(Supplied passage)

But if you want Enlightenment, if you want to wake up, if you want to get fried in the fire of passionate Infinity, then, I promise you: find yourself a Rude Boy or a Nasty Girl, the ones who make you uncomfortable in their presence, who scare you witless, who will turn on you in a second and hold you up for ridicule, who will make you wish you were never born, who will offer you not sweet comfort but abject terror, not saccharin solace but scorching angst, for then, just then, you might very well be on the path to your own Original Face.
Most of us, I suspect, prefer our spiritual teachers to be of the Nice-Guy variety. Soft, comforting, non-threatening, a source of succor for a worn and weary soul, a safe harbor in the samsaric storm. There is nothing wrong with that, of course; spirituality comes in all sorts of flavors, and I have known some awfully Nice Guys.
But if the flavor tends toward Enlightenment instead of consolation, if it drifts away from soothing dreams toward actually waking up, if it rumbles toward realization and not egoic fortification, then that demands a brutal, shocking death: a literal death of your separate self, a painful, frightening, horrifying dissolution - a miraculous extinction you will actually witness as you expand into the boundless, formless, radical Truth that will pervade your every cell and drench your being to the core and expand what you thought was your self until it embraces the distant galaxies.
For only on the other side of death lies Spirit, only on the other side of egoic slaughter lies the Good and the True and the Beautiful.

(End Supplied passage)
(Provided records)

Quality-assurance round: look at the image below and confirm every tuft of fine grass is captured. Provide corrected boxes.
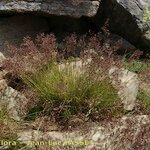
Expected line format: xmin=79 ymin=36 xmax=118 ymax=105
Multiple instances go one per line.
xmin=138 ymin=91 xmax=150 ymax=112
xmin=22 ymin=63 xmax=118 ymax=119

(End Provided records)

▶ _Exercise description_: Using the passage on spiritual teachers, explain in one to three sentences why a spirituality aimed at Enlightenment rather than consolation demands the death of the separate self.

▶ _Reply_: Such a spirituality demands that death because, as the passage states, Spirit lies only on the other side of death. The Good, the True and the Beautiful likewise lie only on the other side of egoic slaughter.